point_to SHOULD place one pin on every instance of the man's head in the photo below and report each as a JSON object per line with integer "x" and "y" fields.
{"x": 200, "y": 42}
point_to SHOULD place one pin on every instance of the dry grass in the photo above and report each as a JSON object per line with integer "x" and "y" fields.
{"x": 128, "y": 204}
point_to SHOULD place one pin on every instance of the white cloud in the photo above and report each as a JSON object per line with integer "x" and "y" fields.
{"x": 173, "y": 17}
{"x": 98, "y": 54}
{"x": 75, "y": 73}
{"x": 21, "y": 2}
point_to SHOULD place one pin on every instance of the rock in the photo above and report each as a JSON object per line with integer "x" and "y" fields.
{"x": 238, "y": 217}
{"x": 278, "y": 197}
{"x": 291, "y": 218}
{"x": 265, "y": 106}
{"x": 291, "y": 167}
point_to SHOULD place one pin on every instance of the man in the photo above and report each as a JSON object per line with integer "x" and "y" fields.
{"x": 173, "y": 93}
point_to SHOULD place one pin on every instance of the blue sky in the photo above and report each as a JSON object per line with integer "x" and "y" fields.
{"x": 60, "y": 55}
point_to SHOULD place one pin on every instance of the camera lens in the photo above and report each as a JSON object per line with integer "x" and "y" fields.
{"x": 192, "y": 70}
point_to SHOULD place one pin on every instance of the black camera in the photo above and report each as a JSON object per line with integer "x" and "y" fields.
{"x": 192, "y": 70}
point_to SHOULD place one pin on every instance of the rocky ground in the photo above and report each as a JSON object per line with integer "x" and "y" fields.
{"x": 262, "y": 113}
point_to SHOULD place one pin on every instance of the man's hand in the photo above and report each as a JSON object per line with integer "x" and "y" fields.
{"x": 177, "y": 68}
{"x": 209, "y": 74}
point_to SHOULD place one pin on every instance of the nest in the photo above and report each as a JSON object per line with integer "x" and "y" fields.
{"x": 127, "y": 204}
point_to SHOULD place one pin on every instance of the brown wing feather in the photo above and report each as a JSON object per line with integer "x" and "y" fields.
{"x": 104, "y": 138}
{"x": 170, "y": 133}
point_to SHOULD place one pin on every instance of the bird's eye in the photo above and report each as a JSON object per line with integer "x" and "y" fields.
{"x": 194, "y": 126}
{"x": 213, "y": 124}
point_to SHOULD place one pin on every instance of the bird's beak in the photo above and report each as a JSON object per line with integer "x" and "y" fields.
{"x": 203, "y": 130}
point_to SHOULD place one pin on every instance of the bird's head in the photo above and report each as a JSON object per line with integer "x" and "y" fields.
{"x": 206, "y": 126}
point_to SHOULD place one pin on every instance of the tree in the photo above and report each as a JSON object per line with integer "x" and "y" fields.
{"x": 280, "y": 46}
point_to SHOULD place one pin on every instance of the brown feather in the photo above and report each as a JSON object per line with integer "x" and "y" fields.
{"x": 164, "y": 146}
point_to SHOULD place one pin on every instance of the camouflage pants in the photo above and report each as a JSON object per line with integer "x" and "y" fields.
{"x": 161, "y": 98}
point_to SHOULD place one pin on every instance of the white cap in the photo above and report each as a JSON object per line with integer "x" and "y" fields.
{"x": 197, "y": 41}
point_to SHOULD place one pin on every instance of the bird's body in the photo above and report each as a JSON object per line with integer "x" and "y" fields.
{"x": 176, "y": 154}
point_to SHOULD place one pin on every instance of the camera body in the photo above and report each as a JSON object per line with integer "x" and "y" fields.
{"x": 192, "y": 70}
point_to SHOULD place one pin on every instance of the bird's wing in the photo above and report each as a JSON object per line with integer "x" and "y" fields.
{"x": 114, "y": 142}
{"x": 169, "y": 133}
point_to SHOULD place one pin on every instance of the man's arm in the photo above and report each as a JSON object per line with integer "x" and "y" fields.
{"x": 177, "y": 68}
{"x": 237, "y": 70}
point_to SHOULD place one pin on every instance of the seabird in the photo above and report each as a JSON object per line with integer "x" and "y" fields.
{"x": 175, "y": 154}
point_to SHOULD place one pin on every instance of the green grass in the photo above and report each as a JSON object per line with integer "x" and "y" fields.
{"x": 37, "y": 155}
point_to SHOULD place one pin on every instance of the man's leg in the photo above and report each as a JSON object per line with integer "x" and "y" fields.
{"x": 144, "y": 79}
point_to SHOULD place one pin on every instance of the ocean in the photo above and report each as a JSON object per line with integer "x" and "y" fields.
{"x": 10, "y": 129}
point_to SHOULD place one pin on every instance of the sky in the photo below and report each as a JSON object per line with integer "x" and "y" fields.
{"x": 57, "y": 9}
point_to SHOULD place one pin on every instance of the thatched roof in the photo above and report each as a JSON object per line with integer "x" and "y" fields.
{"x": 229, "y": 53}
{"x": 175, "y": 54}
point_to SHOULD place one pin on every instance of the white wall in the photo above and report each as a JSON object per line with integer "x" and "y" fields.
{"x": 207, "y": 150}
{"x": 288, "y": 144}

━━━━━━━━

Repeat the material word for word, with no line missing.

§ SOLUTION TO THIS TASK:
point_to SHOULD place one pin on every instance of the man's head in the photo below and report each as a JSON object per line with integer "x" and "y" fields.
{"x": 200, "y": 42}
point_to SHOULD place one pin on every instance of the dry grass in the photo above and report each as a JSON object per line with integer "x" and "y" fields.
{"x": 128, "y": 204}
point_to SHOULD place one pin on every instance of the white cloud in the photo above and report each as a JSON object per line with integer "x" and "y" fields.
{"x": 173, "y": 17}
{"x": 98, "y": 54}
{"x": 75, "y": 73}
{"x": 21, "y": 2}
point_to SHOULD place one pin on every instance of the rock in the photo above and report each as a JSON object per line with integer "x" and "y" fields.
{"x": 238, "y": 217}
{"x": 278, "y": 197}
{"x": 291, "y": 218}
{"x": 265, "y": 106}
{"x": 291, "y": 167}
point_to SHOULD place one pin on every instance of the man in the photo above and report each as a JSON object per line with integer "x" and "y" fields.
{"x": 173, "y": 93}
point_to SHOULD place one pin on every instance of the blue sky in the photo above and report each as a JSON object per line with integer "x" and "y" fields.
{"x": 60, "y": 55}
point_to SHOULD place one pin on every instance of the camera lens in the photo above and report each as a JSON object per line with integer "x" and "y" fields.
{"x": 192, "y": 70}
point_to SHOULD place one pin on every instance of the black camera in the photo above and report each as a JSON object per line with integer "x" and "y" fields.
{"x": 192, "y": 70}
point_to SHOULD place one pin on every instance of the rocky ground in the photo above and report each as a JSON object per line with integer "x" and "y" fields.
{"x": 262, "y": 113}
point_to SHOULD place one pin on every instance of the man's hand in the photo above and report each as a JSON object per line with integer "x" and "y" fields.
{"x": 177, "y": 68}
{"x": 209, "y": 74}
point_to SHOULD place one pin on every instance of the nest in the photo above and report each as a JSON object per line with integer "x" and "y" fields.
{"x": 127, "y": 204}
point_to SHOULD place one pin on every instance of the brown wing feather in the photo above and report each as a JSON object per line with integer "x" and "y" fields.
{"x": 104, "y": 138}
{"x": 170, "y": 133}
point_to SHOULD place one pin on every instance of the bird's eye in the photo above and report each as a JSON object per line with integer "x" and "y" fields.
{"x": 194, "y": 126}
{"x": 213, "y": 124}
point_to SHOULD place one pin on every instance of the bird's beak in the photo above and report each as a JSON object per line with integer "x" and "y" fields.
{"x": 203, "y": 130}
point_to SHOULD place one pin on every instance of the bird's head in the photo above and report each as a JSON object per line with integer "x" and "y" fields.
{"x": 206, "y": 126}
point_to SHOULD place one pin on every instance of the tree in the photo above and report each as a JSON object per line with integer "x" and "y" fields.
{"x": 280, "y": 46}
point_to SHOULD place one pin on every instance of the brown feather in the photo above and report each as a JSON object per line with integer "x" and "y" fields.
{"x": 164, "y": 146}
point_to SHOULD place one pin on every instance of the camouflage pants in the photo above and report each as a JSON object per line with integer "x" and "y" fields.
{"x": 161, "y": 98}
point_to SHOULD place one pin on every instance of the white cap in the photo above and report each as a JSON object per line with integer "x" and "y" fields.
{"x": 197, "y": 41}
point_to SHOULD place one pin on every instance of the bird's body in the photo above and report each as a JSON object per line with integer "x" and "y" fields.
{"x": 176, "y": 154}
point_to SHOULD place one pin on every instance of the camera body in the photo above and report each as a JSON object per line with integer "x" and "y" fields.
{"x": 192, "y": 70}
point_to SHOULD place one pin on every instance of the bird's wing in the photo above and report each as a JSON object per line with integer "x" and "y" fields.
{"x": 114, "y": 142}
{"x": 169, "y": 133}
point_to SHOULD place one pin on every instance of the man's arm in the photo above and report each as a JSON object per line with integer "x" and "y" fields.
{"x": 177, "y": 68}
{"x": 237, "y": 70}
point_to SHOULD place one pin on every instance of the seabird in the photo above and report each as a JSON object per line with integer "x" and "y" fields.
{"x": 175, "y": 154}
point_to SHOULD place one pin on every instance of the green grass in the photo above and report each as a JSON object per line with integer "x" and "y" fields.
{"x": 37, "y": 155}
point_to SHOULD place one pin on every instance of the man's leg in the photo above and report each as a JSON object per line with integer "x" and "y" fields.
{"x": 144, "y": 79}
point_to SHOULD place one pin on every instance of the ocean in the photo above and report each as a JSON object per line with integer "x" and "y" fields.
{"x": 10, "y": 129}
point_to SHOULD place one pin on every instance of the sky in the photo below and report each as a JSON object per line with integer "x" and "y" fields.
{"x": 57, "y": 9}
point_to SHOULD place one pin on every instance of the thatched roof in the photo above and report each as a JSON object per line with integer "x" and "y" fields.
{"x": 229, "y": 53}
{"x": 175, "y": 54}
point_to SHOULD place one pin on every instance of the white wall in the photo above and report each as a JSON object per line with integer "x" and "y" fields.
{"x": 207, "y": 150}
{"x": 288, "y": 144}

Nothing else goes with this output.